begin DATA SECTION
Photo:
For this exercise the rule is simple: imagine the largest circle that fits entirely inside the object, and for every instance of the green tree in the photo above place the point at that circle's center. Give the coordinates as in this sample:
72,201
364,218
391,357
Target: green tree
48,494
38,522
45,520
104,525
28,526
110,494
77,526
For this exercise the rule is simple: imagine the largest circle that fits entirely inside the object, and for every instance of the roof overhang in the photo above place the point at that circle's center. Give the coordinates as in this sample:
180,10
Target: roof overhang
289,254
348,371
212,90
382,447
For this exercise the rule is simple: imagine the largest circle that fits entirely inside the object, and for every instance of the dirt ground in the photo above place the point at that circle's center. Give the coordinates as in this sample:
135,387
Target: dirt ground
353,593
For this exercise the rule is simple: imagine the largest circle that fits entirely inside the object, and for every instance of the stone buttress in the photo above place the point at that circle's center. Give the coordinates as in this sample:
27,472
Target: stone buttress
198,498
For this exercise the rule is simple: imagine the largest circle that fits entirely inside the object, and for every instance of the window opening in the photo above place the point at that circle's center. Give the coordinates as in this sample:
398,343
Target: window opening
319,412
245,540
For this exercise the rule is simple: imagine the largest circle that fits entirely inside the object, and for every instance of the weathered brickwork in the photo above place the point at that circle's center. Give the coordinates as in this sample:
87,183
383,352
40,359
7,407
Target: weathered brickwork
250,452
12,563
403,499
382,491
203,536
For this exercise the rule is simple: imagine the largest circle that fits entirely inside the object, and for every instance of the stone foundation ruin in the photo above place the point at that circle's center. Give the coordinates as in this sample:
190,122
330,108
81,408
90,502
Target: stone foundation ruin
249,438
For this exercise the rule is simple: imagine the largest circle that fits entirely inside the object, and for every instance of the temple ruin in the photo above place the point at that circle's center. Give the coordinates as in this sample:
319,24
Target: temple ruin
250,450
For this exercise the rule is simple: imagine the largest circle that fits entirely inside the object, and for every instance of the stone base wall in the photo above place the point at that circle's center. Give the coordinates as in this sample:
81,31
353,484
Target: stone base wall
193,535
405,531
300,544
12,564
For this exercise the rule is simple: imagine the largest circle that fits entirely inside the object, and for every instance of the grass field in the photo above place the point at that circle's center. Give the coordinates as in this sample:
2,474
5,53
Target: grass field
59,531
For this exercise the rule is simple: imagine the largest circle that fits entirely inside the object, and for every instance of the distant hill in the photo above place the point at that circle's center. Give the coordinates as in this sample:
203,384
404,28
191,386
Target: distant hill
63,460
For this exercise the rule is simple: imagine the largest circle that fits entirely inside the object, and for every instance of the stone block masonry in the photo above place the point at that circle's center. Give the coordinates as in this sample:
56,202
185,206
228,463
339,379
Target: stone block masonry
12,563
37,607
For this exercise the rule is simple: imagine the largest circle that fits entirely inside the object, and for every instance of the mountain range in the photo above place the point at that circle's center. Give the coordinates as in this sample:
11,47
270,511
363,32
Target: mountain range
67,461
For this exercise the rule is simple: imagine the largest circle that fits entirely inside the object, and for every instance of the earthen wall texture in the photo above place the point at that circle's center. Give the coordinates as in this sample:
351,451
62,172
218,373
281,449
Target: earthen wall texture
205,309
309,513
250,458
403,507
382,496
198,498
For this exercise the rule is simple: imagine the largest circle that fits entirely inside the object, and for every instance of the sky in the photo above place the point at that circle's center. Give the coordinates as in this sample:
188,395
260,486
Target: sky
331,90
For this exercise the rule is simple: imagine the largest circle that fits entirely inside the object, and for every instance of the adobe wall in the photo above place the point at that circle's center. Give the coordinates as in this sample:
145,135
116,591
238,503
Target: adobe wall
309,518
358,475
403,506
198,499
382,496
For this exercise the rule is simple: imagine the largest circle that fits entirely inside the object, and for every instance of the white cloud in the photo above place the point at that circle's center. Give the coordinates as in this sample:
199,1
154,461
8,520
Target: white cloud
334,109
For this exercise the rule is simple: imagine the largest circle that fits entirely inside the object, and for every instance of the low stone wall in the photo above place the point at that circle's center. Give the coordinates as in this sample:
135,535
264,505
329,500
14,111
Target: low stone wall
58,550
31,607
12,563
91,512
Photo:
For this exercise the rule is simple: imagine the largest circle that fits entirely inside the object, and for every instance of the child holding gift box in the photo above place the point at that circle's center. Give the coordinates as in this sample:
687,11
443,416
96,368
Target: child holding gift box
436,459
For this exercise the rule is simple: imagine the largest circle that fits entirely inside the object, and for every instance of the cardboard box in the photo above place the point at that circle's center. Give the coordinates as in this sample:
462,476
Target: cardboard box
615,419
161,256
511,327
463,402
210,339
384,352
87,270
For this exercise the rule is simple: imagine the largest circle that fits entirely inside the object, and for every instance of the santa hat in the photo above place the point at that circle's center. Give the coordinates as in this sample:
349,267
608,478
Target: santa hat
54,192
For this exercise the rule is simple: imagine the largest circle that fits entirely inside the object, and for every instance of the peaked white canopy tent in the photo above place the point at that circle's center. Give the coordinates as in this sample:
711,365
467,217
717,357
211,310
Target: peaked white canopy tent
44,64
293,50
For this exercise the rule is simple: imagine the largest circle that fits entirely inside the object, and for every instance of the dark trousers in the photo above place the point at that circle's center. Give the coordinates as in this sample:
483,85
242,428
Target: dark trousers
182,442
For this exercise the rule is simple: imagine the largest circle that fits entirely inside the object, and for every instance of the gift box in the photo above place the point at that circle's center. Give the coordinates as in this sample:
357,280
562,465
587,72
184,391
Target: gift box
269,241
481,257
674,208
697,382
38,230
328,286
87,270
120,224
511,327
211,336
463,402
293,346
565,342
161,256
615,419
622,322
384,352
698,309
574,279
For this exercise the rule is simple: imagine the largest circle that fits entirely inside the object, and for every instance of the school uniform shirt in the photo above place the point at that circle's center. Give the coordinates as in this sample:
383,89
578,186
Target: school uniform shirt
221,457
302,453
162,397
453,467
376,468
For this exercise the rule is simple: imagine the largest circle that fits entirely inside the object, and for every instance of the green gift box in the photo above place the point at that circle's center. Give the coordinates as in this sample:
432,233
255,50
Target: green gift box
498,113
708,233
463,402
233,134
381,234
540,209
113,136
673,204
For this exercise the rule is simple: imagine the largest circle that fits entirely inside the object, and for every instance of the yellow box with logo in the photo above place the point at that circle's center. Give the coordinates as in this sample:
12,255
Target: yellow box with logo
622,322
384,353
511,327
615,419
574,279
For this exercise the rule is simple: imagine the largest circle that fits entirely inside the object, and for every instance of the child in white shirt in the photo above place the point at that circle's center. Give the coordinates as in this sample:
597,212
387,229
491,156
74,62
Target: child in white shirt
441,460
end DATA SECTION
THE EXERCISE:
Every entry in the listing must be retyped exactly.

FINISHED EXERCISE:
Photo:
For this exercise the rule is simple: imagine the largest circle that fits entirely inside the object, and for every instance of the green tree in the photo above place the point at that circle's center. Give the coordinates as in this sample:
72,201
364,218
391,357
Target: green tree
48,494
38,522
45,520
104,525
28,526
110,494
77,526
For this exercise the rule is simple: imagine the largest circle that fits entirely inside the object, and for every instance of the roof overhang in the photo above place the point at that circle's center. Give the coordinates as in this sample:
180,10
Target: roof overhang
289,254
348,371
212,90
382,447
For this exercise the rule is simple: imagine the largest circle that fits entirely inside the object, and for every instance of the dirt ground in the photo above place the point at that circle's center. Give the coordinates as in this sample:
135,387
Target: dirt ground
353,593
For this exercise the rule is simple: imagine the largest circle that fits entirely inside the object, and for every instance of the stone buttress in the photo above place the point at that circle's center. Give the coordinates as in this sample:
27,472
Target: stone buttress
198,498
For this exercise the rule is simple: imagine the largest circle that fits entirely inside the object, and for every instance of the window opening in the photo above place the point at that circle's center. Give the coordinates as in this sample:
398,343
Target: window opening
319,412
245,540
For this exercise the rule is simple: imagine the largest circle that fits entirely inside the object, and for every instance of the weathered brickwork in the photo above place the point at that circle's center. Give the coordinates as in this sample:
87,183
383,352
40,359
7,407
Target: weathered brickwork
250,452
12,563
403,499
382,491
203,536
For this exercise the rule is simple: imagine the largest circle that fits entirely inside the object, and for every instance of the stone foundation ruin in the photo above place the point at that circle's center. Give the coordinates as in this sample:
190,122
330,108
81,408
90,502
Target: stone foundation ruin
249,438
For this exercise the rule is simple: imagine the largest circle that fits entirely inside the object, and for every instance of the temple ruin in the photo above place the point at that circle's center. Give the coordinates as in this sample:
319,24
Target: temple ruin
250,450
For this exercise the rule is simple: imagine the largest circle that fits entirely inside the object, and for every instance of the stone base wall in the photo above place the point at that circle's center. Give the coordinates as in this sample:
81,31
353,484
Target: stone base wall
193,535
405,531
300,544
12,564
For this exercise the rule is simple: imagine the largest circle that fits entirely inside the object, and for every instance of the grass field in the photo above place the point at that circle's center. Give the coordinates as in this sample:
2,474
5,53
Target: grass field
59,531
For this exercise the rule is simple: imagine the largest circle that fits entirely inside the object, and for every instance of the distant hill in the photo above place the point at that circle's center. Give the coordinates as in this sample:
203,384
404,28
191,386
Target: distant hill
63,460
For this exercise the rule is simple: imagine the largest circle that fits entirely inside the object, and for every instance of the stone block masonry in the photo above place the point at that circle's center. Give the coordinates as in this sample:
56,202
185,206
228,463
339,379
Target: stone block masonry
12,563
37,607
For this exercise the rule is simple: imagine the largest circle that fits entirely inside the object, and for every instance of the mountain range in the photo above place the point at that circle's center. Give the coordinates as in this sample:
11,47
270,511
363,32
Target: mountain range
67,461
For this exercise the rule is simple: imagine the largest circle that fits entirely inside the object, and for every instance of the earthen wall texture in the photo above place the point at that circle's center. Give the coordinates as in this sample:
351,451
62,172
218,373
281,449
Target: earthen wall texture
205,309
309,513
250,458
403,507
382,496
198,498
For this exercise the rule is simple: imagine the largest circle that fits entirely inside the object, and for every instance of the sky in the photo above place the point at that circle's center. Give the coordinates as in this sample:
188,395
260,486
Target: sky
331,90
For this exercise the rule is simple: imagine the largest circle that fits entirely inside the object, and for every instance of the adobe wall in the photo above place the point at that circle's center. Give the coordinates as in this sample:
145,135
116,591
238,503
Target: adobe wall
309,518
358,475
403,506
198,499
382,496
For this exercise the rule is simple: imagine the largest circle that fits entirely inside the object, and for every instance of the white cloud in the photo above place the point at that circle's center. Give the coordinates as in this sample:
199,1
154,461
8,520
Target: white cloud
334,109
For this exercise the rule is simple: imagine the largest circle that fits entirely inside the object, and for every instance of the low stone wall in the photo above place the point at that circle's center. Give the coordinates as in this sample:
135,535
264,505
329,500
14,111
Target: low stone wall
58,550
31,607
12,563
91,512
Photo:
For this exercise the rule is simple: imagine the largest circle that fits entirely inside the object, and for every instance of the child holding gift box in the photo above place the point at that circle's center. Give the coordinates as in this sample:
687,11
443,416
96,368
Target: child holding gift box
436,459
For this exercise the rule is simple: imagine the largest circle that fits entirely inside the object, and for every instance of the cardboard box in the photo above place the point at that circle's center. Give the coordinates as in this sample:
462,476
Target: cardboard box
615,419
161,256
511,327
463,402
210,339
384,352
87,270
For this exercise the rule is simple: imagine the largest circle that fits entirely inside the object, and for every instance of the santa hat in the photo above place the point at that circle's center. Give the coordinates as in this sample:
349,267
608,478
Target: santa hat
54,192
For this exercise the rule is simple: imagine the largest circle that fits entirely inside the object, and for every instance of the peaked white canopy tent in the photo above place the point at that circle's center. Give the coordinates as in this sample:
711,365
467,217
717,357
211,310
Target: peaked white canopy tent
44,64
293,50
For this exercise the rule is simple: imagine the largest circle that fits entirely inside the object, and for every instance of the dark trousers in the photo above place the point at that circle's center. Give the coordinates as in this sample:
483,85
242,428
Target: dark trousers
182,442
For this exercise the rule is simple: imagine the largest circle that fits entirely inside the object, and for every instance of the gift box in the photo above place the point at that circle's center. Give the coordinates as in this sample:
357,280
562,465
587,72
184,391
Target: gift box
269,241
481,257
674,208
697,382
38,230
328,286
87,270
120,224
511,327
211,336
463,402
293,346
565,342
161,256
615,419
622,322
384,352
698,309
574,279
For this exercise the rule is simple: imagine the largest circle that fits entirely inside the object, and for every instance of the school uniform shirt in the photo above place the point at that circle's center. Give the coordinates as in this sample:
383,89
578,186
Target: school uniform shirt
221,457
302,453
162,397
453,467
376,468
For this exercise the rule is simple: imagine the largest circle that fits entirely inside the object, and for every instance of the green gift box in the photo above place the point at that circle's center. Give the coordinates as in this sample:
432,233
255,50
Target: green gift box
498,113
708,233
463,402
233,134
381,234
540,209
113,136
673,204
For this exercise the rule is simple: imagine the largest circle that fits entirely inside the object, and for every instance of the yellow box with logo in the photo above place the point at that circle's center. Give the coordinates as in this sample:
12,255
Target: yellow box with logo
622,322
384,353
511,327
615,419
574,279
For this exercise the rule is simple: imagine the largest circle that fits entirely inside the object, and for every instance of the child in white shirt in the photo above place the point at that circle's center. Give the coordinates as in this sample:
597,212
387,229
491,156
74,62
Target: child in white shirt
441,460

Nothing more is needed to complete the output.